Retype the entries in full, exactly.

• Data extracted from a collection
>>
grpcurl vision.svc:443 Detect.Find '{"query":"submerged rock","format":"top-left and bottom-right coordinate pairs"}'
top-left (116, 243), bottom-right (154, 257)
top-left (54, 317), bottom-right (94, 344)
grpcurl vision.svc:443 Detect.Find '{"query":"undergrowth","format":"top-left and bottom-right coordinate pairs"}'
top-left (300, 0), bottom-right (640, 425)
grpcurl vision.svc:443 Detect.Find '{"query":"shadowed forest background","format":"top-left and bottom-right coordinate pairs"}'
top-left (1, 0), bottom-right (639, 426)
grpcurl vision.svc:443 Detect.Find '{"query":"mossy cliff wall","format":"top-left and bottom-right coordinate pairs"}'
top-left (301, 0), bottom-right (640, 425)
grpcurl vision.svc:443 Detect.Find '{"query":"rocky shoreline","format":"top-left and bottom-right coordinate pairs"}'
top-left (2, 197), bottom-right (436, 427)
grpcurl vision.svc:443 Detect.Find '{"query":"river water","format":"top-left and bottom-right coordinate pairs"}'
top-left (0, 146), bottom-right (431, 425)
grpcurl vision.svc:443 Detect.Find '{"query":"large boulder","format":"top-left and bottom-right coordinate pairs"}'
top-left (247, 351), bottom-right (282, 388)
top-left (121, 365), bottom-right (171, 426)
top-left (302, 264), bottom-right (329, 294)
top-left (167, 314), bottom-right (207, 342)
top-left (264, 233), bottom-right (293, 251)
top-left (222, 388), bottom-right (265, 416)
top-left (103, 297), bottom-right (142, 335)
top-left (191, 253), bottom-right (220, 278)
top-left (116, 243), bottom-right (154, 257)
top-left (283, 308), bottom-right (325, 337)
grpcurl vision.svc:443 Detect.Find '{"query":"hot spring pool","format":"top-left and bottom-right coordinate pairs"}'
<<
• WRITTEN RESPONSE
grpcurl vision.svc:443 Detect.Find '{"query":"submerged rock","format":"top-left and bottom-right coordinate pairs"}'
top-left (116, 243), bottom-right (154, 257)
top-left (54, 317), bottom-right (94, 344)
grpcurl vision.svc:443 Detect.Find '{"query":"undergrowth","format":"top-left and bottom-right coordinate pairs"}'
top-left (300, 0), bottom-right (640, 425)
grpcurl vision.svc:443 Detect.Find '{"query":"shadowed forest background","format":"top-left and bottom-right coordinate pairs"}'
top-left (1, 0), bottom-right (639, 426)
grpcurl vision.svc:443 Detect.Find '{"query":"mossy cliff wall","format":"top-left and bottom-right coordinate pairs"}'
top-left (301, 0), bottom-right (640, 425)
grpcurl vision.svc:443 Detect.Find '{"query":"rocky shoreline","format":"top-left and bottom-right coordinate pairs"}'
top-left (2, 197), bottom-right (436, 427)
grpcurl vision.svc:443 Detect.Find '{"query":"river water","format":"top-left and bottom-right coordinate pairs"}'
top-left (0, 146), bottom-right (431, 425)
grpcurl vision.svc:443 Detect.Find '{"query":"large boulder","format":"top-left and bottom-right coordinate pairs"}'
top-left (247, 351), bottom-right (282, 388)
top-left (121, 365), bottom-right (171, 426)
top-left (302, 264), bottom-right (329, 294)
top-left (167, 314), bottom-right (207, 342)
top-left (264, 233), bottom-right (293, 251)
top-left (222, 388), bottom-right (265, 416)
top-left (103, 297), bottom-right (142, 335)
top-left (191, 253), bottom-right (220, 278)
top-left (116, 243), bottom-right (154, 257)
top-left (283, 308), bottom-right (325, 337)
grpcurl vision.svc:443 Detect.Find '{"query":"hot spring pool","format":"top-left and bottom-right coordinate pairs"}'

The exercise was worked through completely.